**Excerpts from bounding box data:**
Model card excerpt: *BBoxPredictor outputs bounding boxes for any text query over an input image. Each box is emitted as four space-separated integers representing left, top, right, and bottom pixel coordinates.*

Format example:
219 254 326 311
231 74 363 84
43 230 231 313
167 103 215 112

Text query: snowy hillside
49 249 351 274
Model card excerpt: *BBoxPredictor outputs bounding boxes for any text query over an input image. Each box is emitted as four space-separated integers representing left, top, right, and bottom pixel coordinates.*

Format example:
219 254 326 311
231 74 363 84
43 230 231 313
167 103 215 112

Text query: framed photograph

**PROBLEM TO WORK ON:** Format every line of the rows above as a JSON list of strings, with one string per line and blank lines omitted.

**THE OUTPUT:**
[
  "Model card excerpt: *BBoxPredictor outputs bounding boxes for any text query over an input image. Each box is emitted as four space-separated integers representing left, top, right, and bottom pixel coordinates.*",
  "Format example:",
  "219 254 326 311",
  "231 74 363 84",
  "43 230 231 313",
  "167 103 215 112",
  "Text query: snowy hillside",
  "49 249 351 274",
  "Model card excerpt: *BBoxPredictor outputs bounding boxes for any text query over an input image. Each box is emitted as four space-separated integers representing left, top, right, and bottom pixel coordinates.*",
  "Format example:",
  "219 254 326 311",
  "231 74 363 84",
  "43 230 231 313",
  "167 103 215 112",
  "Text query: framed photograph"
]